## GIVEN INFORMATION
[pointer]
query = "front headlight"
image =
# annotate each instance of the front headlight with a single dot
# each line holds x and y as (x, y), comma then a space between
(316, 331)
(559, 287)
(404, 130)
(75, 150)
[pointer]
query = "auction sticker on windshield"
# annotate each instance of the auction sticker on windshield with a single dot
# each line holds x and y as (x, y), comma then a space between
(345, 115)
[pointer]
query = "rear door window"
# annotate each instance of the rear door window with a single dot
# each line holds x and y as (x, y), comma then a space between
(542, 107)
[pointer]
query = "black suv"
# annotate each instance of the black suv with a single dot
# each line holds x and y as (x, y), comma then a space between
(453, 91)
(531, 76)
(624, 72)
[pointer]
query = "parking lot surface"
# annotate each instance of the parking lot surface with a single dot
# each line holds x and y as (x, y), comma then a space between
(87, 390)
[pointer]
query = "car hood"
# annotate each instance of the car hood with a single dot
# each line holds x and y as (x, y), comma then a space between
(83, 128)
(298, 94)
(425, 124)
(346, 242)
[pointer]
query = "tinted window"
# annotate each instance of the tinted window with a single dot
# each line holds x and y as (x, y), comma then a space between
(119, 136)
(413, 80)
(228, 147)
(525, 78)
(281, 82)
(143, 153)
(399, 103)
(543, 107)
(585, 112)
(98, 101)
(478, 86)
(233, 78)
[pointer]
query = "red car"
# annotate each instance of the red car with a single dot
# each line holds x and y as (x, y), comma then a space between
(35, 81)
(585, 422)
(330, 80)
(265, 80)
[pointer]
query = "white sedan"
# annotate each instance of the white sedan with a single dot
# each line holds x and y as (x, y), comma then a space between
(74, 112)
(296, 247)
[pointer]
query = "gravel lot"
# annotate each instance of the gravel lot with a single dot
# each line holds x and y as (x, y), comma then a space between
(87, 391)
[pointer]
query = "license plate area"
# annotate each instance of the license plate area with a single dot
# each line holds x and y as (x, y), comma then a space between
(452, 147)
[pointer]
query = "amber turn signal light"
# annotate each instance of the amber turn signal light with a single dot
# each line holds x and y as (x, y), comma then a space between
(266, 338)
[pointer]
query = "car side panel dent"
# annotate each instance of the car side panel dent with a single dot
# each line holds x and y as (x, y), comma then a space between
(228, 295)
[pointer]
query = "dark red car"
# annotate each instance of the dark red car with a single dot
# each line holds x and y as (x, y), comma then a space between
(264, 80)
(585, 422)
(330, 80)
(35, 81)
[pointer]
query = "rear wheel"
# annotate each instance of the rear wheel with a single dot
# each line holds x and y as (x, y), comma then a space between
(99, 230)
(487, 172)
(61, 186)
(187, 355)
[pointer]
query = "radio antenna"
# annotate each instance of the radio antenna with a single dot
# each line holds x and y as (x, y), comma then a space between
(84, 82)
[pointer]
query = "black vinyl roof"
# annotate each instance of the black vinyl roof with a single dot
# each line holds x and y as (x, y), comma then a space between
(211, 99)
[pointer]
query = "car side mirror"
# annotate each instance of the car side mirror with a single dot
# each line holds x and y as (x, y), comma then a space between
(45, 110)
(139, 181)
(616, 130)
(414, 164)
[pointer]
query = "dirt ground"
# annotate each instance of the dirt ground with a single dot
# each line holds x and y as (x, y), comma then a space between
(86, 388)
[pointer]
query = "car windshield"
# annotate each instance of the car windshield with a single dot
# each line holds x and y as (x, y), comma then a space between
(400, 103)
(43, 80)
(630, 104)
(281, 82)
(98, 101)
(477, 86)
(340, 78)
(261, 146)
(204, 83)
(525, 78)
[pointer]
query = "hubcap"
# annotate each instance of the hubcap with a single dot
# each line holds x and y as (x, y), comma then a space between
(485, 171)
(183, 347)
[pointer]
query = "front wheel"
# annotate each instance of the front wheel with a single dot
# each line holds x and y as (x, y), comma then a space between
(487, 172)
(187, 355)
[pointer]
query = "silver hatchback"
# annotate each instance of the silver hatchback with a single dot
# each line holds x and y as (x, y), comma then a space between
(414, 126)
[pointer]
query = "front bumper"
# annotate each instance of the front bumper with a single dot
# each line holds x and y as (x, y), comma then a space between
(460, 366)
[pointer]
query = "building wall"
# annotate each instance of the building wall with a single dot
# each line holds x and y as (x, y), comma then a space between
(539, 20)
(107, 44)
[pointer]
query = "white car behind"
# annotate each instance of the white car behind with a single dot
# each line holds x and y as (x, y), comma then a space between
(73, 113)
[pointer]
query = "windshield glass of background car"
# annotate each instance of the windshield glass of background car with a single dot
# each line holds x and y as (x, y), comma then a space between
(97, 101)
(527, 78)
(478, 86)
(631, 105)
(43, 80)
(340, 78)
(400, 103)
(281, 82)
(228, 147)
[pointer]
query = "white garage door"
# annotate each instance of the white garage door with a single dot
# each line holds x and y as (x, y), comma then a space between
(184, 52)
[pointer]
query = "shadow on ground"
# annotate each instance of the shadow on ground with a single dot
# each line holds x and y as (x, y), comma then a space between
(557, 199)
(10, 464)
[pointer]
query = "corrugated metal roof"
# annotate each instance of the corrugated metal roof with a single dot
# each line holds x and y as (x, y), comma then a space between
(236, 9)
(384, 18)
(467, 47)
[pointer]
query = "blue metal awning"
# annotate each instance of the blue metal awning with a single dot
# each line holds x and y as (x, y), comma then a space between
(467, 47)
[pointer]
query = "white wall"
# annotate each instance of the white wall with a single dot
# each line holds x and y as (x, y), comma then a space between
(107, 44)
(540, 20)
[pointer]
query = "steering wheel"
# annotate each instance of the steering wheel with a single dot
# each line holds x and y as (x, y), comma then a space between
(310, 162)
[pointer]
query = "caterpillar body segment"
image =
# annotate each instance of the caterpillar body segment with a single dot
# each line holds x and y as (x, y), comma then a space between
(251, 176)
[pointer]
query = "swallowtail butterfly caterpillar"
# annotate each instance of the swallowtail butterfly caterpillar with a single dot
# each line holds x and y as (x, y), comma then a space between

## DESCRIPTION OF THE TASK
Find every line in the listing above that contains the word "gravel", and copy each of those lines in full.

## COMPLETED EXERCISE
query = "gravel lot"
# annotate each instance of the gravel lot with a single dot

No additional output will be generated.